- Task directions -
Exact repetition of every entry is required.

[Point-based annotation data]
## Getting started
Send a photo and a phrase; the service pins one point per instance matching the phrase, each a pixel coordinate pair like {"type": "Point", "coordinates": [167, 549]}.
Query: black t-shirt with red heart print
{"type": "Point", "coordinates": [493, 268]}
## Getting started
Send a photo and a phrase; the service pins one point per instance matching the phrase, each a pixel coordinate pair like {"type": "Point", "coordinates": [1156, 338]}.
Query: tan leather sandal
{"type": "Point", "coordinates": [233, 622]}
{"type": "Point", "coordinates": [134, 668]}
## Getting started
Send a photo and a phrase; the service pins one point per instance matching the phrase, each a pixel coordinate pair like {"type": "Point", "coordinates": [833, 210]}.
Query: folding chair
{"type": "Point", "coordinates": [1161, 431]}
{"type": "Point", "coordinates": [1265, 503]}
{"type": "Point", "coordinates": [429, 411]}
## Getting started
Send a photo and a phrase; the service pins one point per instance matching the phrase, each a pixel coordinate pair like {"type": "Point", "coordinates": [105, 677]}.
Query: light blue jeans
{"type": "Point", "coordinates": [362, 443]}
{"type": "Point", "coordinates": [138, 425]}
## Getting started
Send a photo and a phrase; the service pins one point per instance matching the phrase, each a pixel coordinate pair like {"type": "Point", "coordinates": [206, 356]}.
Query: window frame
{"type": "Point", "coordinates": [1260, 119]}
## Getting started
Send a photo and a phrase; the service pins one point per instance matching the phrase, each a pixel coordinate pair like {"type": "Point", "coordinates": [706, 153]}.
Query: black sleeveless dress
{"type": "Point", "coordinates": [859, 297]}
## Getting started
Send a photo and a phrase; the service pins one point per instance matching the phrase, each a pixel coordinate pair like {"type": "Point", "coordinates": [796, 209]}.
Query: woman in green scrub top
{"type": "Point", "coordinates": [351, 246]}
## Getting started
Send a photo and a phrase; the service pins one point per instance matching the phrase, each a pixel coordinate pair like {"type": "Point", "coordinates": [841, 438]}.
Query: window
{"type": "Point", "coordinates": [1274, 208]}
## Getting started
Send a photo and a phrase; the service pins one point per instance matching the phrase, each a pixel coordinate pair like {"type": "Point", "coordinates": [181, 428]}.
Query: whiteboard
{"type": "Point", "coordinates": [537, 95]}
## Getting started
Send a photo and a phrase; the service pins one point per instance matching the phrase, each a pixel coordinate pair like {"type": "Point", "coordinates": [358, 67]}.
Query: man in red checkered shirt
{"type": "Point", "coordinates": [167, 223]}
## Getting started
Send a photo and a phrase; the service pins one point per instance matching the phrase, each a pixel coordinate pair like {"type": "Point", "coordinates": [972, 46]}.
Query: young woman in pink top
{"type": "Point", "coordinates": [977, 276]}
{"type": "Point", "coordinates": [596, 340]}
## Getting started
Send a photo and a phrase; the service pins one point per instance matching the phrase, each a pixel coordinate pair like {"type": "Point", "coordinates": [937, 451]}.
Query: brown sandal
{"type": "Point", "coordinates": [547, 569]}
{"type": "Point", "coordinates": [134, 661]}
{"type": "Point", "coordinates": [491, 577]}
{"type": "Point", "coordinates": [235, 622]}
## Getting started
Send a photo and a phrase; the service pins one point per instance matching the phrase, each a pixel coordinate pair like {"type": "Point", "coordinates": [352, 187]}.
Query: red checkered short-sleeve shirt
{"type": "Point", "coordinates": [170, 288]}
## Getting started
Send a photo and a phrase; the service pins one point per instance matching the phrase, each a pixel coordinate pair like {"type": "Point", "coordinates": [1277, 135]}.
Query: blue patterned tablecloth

- Exercise result -
## Getting started
Send a photo and a phrase; the service pins one point per instance matching the phrase, each a pixel coordinate pair like {"type": "Point", "coordinates": [167, 549]}.
Query: black t-shirt with red heart print
{"type": "Point", "coordinates": [493, 268]}
## Getting started
Send a photo and a phrase; the service pins one point per instance matching the phrase, each a pixel coordinate pair like {"type": "Point", "coordinates": [1156, 338]}.
Query: tan leather sandal
{"type": "Point", "coordinates": [233, 622]}
{"type": "Point", "coordinates": [134, 668]}
## Getting started
Send a photo and a phrase; the service pins one point per instance matching the phrase, each a pixel coordinate pair like {"type": "Point", "coordinates": [833, 210]}.
Query: folding chair
{"type": "Point", "coordinates": [1161, 431]}
{"type": "Point", "coordinates": [1265, 503]}
{"type": "Point", "coordinates": [429, 411]}
## Getting started
Send a photo and a phrase; the service pins one point per instance matching the phrase, each a pixel coordinate pair like {"type": "Point", "coordinates": [105, 677]}.
Query: light blue jeans
{"type": "Point", "coordinates": [362, 443]}
{"type": "Point", "coordinates": [138, 425]}
## Getting started
Send a photo and a phrase; the service pins one point per instance matching the phrase, each a pixel coordinate pair like {"type": "Point", "coordinates": [206, 356]}.
Query: window frame
{"type": "Point", "coordinates": [1260, 119]}
## Getting started
Send a photo and a phrase; the service pins one point per instance matching the phrase, each a pixel coordinate pair like {"type": "Point", "coordinates": [706, 153]}.
Query: black sleeveless dress
{"type": "Point", "coordinates": [859, 297]}
## Getting started
Send a photo and a phrase; the service pins one point per instance matching the phrase, each a pixel coordinate pair like {"type": "Point", "coordinates": [796, 209]}.
Query: woman in green scrub top
{"type": "Point", "coordinates": [351, 246]}
## Getting started
Send a photo and a phrase; the service pins one point per instance matching the phrase, each a pixel coordinate pair like {"type": "Point", "coordinates": [841, 438]}.
Query: window
{"type": "Point", "coordinates": [1274, 208]}
## Getting started
Send a photo and a phrase; the service pins one point per instance matching the phrase, each a pixel coordinate pair like {"type": "Point", "coordinates": [181, 428]}.
Query: whiteboard
{"type": "Point", "coordinates": [537, 95]}
## Getting started
Send a photo and a phrase; the service pins one point per instance matching the phrase, each a pixel coordinate pair like {"type": "Point", "coordinates": [358, 67]}.
Query: man in red checkered shirt
{"type": "Point", "coordinates": [167, 223]}
## Getting started
Send a photo and a phrase; the service pins one point per instance matching the phrase, each a pixel coordinate pair like {"type": "Point", "coordinates": [972, 46]}.
Query: young woman in pink top
{"type": "Point", "coordinates": [977, 276]}
{"type": "Point", "coordinates": [596, 340]}
## Getting started
Send a photo and a phrase; the service pins one point per instance matching the phrase, each a pixel coordinate pair like {"type": "Point", "coordinates": [937, 451]}.
Query: brown sandal
{"type": "Point", "coordinates": [547, 569]}
{"type": "Point", "coordinates": [134, 661]}
{"type": "Point", "coordinates": [491, 577]}
{"type": "Point", "coordinates": [235, 622]}
## Getting started
Send a photo and a phrase; the service pins one point per instance matching the phrase, each a pixel coordinate pair like {"type": "Point", "coordinates": [352, 187]}.
Query: red checkered short-sleeve shirt
{"type": "Point", "coordinates": [170, 288]}
## Getting started
Send a photo and a phrase; the service pins one point per instance matching the phrase, each a pixel coordinate pair like {"type": "Point", "coordinates": [1277, 135]}.
Query: blue patterned tablecloth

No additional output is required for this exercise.